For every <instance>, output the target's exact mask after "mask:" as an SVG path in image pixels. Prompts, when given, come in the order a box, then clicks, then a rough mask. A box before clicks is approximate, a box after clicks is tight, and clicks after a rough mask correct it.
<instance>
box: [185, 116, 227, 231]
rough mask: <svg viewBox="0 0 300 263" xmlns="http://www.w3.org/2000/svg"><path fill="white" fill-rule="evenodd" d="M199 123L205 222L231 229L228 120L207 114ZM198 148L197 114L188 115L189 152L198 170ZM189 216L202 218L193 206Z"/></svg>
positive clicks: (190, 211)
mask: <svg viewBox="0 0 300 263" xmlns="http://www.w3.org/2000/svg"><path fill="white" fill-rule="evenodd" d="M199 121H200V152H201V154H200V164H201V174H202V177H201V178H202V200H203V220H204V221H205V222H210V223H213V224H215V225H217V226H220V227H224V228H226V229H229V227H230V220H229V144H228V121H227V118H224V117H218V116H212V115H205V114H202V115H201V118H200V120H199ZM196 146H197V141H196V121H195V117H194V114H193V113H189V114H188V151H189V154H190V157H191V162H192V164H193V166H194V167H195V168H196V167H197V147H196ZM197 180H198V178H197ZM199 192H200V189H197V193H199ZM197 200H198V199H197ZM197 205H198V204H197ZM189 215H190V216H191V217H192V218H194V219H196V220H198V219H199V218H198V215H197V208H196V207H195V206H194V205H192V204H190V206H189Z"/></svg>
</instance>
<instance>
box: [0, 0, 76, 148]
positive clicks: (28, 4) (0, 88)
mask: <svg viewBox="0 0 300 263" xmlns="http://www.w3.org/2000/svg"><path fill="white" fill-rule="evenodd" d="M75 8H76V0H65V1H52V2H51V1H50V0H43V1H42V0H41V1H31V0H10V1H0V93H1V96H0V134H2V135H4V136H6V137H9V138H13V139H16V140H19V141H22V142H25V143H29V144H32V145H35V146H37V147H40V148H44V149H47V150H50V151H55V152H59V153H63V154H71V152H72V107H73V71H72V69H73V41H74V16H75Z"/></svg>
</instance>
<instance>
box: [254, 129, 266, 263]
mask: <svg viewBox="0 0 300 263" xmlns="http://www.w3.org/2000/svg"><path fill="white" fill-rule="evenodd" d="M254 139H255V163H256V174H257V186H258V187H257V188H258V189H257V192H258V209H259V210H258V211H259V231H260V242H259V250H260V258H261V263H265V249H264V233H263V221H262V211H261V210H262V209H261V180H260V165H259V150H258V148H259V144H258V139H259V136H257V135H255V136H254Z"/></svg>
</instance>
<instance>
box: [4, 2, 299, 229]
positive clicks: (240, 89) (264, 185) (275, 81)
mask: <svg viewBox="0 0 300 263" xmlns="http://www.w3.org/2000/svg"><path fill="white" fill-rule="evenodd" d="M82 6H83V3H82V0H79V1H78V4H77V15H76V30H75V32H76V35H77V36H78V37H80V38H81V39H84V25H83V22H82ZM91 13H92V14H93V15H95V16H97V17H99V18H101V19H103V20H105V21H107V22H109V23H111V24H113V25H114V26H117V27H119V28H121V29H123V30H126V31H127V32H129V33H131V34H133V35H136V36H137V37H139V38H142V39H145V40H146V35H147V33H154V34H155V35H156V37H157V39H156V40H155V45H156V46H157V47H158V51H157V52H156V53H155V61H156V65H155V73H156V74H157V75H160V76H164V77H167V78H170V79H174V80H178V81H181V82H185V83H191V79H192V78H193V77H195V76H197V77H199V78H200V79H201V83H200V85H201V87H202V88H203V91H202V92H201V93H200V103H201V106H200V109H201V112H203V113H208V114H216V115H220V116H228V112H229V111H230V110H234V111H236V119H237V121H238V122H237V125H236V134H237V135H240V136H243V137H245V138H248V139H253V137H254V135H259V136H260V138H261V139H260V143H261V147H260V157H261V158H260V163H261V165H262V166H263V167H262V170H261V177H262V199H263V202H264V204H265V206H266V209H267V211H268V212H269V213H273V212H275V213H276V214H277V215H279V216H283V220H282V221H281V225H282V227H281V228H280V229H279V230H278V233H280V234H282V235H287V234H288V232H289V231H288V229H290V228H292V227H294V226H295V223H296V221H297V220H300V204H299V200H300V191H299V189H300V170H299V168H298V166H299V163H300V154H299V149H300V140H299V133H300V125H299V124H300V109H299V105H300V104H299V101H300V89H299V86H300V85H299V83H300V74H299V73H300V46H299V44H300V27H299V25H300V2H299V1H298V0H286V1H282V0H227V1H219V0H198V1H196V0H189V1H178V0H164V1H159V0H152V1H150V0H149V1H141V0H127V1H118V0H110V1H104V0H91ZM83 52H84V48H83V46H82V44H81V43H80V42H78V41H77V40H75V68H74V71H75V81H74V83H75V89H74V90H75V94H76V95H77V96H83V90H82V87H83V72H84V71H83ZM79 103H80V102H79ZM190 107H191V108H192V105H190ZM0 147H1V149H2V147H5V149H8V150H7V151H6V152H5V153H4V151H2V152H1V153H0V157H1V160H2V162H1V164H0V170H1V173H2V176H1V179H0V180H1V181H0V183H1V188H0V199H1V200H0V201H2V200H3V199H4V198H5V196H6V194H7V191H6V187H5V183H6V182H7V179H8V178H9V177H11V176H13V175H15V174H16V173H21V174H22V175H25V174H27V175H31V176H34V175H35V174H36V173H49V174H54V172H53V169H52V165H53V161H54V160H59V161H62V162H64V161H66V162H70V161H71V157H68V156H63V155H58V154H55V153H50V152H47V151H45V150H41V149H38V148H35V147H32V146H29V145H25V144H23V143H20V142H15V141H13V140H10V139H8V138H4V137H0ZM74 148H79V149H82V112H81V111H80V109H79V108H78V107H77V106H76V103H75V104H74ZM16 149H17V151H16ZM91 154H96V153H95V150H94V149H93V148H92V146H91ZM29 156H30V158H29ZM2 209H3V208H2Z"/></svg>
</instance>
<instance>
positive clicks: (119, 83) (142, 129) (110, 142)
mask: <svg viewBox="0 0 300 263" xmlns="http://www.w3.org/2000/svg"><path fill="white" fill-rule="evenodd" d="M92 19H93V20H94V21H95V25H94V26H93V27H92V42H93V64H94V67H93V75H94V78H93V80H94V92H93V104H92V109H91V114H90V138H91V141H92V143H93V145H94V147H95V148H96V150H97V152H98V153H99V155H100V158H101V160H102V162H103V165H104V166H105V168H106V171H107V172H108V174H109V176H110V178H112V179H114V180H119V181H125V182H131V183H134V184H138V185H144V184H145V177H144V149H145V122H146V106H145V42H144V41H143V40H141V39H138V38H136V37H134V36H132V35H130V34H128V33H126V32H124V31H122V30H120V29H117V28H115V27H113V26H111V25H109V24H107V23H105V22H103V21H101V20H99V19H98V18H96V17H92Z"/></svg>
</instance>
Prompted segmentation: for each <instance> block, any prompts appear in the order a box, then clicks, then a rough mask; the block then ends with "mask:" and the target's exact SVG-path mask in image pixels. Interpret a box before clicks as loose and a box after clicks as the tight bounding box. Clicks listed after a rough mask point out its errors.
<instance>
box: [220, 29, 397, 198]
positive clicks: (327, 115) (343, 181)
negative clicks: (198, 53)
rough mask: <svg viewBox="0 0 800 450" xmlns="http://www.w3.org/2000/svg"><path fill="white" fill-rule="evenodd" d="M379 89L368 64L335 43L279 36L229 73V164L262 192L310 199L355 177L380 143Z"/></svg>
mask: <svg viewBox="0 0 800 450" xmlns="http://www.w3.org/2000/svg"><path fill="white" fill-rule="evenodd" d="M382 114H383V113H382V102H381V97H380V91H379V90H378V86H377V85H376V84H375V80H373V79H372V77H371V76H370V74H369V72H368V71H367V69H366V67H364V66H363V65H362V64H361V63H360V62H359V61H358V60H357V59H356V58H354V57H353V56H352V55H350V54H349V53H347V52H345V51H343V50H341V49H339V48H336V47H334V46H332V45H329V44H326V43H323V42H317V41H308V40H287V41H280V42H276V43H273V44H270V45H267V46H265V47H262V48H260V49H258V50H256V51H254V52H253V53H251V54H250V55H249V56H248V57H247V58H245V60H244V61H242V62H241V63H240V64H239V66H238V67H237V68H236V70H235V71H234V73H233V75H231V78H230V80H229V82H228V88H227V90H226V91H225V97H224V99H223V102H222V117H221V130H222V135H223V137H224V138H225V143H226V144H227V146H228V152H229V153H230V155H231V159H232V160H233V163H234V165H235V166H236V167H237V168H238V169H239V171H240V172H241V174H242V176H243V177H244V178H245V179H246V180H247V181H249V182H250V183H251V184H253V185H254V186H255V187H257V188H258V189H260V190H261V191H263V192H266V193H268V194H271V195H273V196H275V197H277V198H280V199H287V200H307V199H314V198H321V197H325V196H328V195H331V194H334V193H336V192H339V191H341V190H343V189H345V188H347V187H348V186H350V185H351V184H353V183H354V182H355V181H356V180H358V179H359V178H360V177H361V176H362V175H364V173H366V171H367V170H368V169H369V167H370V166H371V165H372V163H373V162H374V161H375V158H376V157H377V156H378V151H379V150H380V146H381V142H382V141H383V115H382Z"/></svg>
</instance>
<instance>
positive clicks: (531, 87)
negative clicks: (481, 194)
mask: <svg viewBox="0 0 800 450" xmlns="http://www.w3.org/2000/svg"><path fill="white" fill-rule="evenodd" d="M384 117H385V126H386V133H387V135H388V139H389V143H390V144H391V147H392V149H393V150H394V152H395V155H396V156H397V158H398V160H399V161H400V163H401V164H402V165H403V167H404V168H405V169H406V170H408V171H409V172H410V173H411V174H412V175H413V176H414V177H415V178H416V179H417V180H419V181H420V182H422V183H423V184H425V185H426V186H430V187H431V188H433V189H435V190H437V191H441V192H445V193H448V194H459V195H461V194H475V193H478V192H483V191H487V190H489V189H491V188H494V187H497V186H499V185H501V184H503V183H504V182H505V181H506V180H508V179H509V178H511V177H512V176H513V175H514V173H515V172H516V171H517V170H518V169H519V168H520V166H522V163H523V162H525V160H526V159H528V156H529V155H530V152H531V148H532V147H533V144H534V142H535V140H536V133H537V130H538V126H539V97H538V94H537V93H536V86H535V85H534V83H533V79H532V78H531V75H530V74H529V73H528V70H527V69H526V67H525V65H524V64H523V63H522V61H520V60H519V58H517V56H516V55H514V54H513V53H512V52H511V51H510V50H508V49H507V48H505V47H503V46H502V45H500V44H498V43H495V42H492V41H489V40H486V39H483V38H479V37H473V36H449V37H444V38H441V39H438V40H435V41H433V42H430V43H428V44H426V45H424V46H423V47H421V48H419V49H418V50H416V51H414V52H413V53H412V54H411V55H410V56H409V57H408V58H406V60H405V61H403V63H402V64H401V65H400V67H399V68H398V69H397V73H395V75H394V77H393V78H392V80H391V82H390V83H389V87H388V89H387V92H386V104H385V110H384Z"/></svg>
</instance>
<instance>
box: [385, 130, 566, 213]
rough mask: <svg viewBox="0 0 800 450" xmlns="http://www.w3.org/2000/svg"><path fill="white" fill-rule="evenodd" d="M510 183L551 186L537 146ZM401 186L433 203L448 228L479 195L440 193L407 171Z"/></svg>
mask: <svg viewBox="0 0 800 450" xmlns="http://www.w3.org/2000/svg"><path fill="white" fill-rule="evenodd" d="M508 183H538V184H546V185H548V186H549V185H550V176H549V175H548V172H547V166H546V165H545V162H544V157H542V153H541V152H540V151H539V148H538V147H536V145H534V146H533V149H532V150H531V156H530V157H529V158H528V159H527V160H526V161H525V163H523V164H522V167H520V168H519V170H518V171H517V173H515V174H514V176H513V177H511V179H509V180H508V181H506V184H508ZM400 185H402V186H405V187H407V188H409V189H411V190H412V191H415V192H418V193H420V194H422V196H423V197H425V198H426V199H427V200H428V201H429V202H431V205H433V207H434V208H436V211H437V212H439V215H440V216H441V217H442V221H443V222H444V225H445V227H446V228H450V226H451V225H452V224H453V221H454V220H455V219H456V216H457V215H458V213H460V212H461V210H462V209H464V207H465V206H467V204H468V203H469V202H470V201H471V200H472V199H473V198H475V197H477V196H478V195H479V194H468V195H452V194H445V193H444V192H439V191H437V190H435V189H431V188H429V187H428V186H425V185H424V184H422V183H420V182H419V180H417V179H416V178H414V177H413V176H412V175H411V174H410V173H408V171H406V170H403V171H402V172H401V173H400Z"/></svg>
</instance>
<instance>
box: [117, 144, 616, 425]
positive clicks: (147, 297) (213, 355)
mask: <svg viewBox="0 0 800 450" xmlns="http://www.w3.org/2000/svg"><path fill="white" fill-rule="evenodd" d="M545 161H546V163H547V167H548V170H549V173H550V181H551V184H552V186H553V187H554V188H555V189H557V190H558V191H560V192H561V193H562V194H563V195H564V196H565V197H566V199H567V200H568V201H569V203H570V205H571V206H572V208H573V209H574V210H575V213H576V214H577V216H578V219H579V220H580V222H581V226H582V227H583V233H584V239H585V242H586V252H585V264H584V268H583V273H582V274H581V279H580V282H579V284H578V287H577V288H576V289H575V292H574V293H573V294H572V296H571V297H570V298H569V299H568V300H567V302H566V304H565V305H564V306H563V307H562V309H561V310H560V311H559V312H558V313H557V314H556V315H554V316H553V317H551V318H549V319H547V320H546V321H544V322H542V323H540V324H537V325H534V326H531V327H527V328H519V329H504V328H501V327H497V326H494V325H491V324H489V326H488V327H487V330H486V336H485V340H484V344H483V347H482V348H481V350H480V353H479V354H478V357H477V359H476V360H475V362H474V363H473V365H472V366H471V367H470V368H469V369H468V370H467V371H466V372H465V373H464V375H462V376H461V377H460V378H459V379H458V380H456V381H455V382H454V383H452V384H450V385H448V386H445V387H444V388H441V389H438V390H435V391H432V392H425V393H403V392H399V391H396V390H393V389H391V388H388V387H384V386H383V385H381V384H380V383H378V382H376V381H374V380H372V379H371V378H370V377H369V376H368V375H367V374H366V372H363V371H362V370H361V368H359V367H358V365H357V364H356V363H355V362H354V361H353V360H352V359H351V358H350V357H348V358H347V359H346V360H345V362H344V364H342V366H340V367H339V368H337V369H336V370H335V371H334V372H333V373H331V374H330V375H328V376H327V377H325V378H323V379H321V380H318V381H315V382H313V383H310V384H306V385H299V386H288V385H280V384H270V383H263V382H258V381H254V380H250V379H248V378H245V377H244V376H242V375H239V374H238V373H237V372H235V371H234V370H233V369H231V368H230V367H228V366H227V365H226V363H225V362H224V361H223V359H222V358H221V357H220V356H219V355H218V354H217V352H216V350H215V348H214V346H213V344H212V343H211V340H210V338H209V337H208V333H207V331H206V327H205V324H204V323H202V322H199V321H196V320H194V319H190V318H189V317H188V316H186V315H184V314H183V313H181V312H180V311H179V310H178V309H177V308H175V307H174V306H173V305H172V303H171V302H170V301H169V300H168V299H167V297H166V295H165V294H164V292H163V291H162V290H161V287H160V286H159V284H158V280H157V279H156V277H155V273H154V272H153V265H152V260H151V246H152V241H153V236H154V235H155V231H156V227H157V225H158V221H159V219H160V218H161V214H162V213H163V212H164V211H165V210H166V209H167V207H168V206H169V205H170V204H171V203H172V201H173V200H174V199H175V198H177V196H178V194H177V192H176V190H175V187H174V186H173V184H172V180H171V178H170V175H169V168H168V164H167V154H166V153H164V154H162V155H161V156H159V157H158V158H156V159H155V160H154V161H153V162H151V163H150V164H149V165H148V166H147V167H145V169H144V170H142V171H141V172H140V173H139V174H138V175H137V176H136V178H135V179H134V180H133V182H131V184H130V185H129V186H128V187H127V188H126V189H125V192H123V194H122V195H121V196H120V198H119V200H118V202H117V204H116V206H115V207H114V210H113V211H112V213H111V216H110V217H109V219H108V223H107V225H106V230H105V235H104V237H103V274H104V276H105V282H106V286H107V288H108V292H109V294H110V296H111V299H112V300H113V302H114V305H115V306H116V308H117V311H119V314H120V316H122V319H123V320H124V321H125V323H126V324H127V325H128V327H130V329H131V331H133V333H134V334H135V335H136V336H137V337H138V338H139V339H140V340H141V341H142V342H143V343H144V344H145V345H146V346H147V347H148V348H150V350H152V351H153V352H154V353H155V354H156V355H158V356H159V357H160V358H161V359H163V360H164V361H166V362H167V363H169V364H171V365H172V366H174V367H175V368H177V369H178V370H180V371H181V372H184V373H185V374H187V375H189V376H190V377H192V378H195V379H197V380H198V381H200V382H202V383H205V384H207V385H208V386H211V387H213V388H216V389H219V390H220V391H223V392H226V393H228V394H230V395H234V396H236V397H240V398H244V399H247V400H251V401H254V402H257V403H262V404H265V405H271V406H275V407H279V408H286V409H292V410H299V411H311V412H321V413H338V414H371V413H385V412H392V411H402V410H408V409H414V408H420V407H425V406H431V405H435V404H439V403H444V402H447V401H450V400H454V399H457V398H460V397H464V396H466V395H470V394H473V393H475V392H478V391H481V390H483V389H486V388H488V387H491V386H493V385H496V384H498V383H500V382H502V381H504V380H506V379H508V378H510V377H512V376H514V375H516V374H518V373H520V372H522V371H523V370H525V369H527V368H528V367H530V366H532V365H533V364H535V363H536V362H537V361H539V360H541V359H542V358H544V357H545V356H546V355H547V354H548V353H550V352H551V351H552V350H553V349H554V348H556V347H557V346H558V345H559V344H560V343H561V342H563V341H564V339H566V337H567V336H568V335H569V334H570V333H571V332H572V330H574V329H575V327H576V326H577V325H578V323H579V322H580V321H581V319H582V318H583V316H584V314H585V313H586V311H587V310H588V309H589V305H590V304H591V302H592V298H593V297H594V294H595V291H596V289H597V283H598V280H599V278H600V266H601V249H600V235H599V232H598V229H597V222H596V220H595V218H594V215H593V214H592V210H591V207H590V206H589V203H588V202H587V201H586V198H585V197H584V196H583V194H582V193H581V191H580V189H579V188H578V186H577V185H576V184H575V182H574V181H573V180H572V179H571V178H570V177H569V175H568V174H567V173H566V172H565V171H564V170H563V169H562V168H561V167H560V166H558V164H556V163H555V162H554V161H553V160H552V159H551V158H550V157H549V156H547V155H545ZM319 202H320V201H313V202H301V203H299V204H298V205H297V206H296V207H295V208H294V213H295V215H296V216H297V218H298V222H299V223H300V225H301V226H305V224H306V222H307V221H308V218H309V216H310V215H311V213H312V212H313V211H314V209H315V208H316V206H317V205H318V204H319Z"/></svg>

——————————

### Task:
From the listing, count how many lines contain the string "image", and answer with the number by itself.

### Exercise response:
2